***** Data extract *****

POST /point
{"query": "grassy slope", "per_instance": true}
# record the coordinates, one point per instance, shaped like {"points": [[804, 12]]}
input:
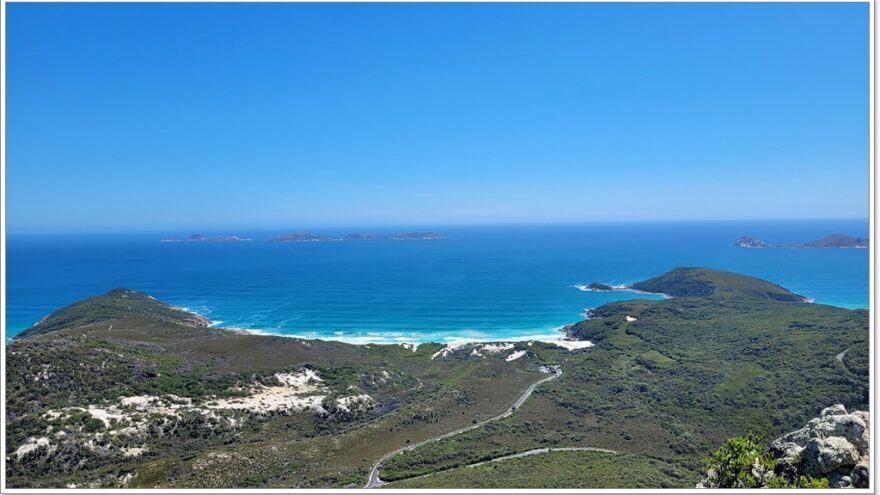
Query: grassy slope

*****

Output the records above exactly as they are, leaving out the pictures.

* Completed task:
POST /point
{"query": "grassy slope", "per_instance": true}
# record the coordinates, one point per instance, shaped like {"points": [[804, 12]]}
input:
Query: grassy slope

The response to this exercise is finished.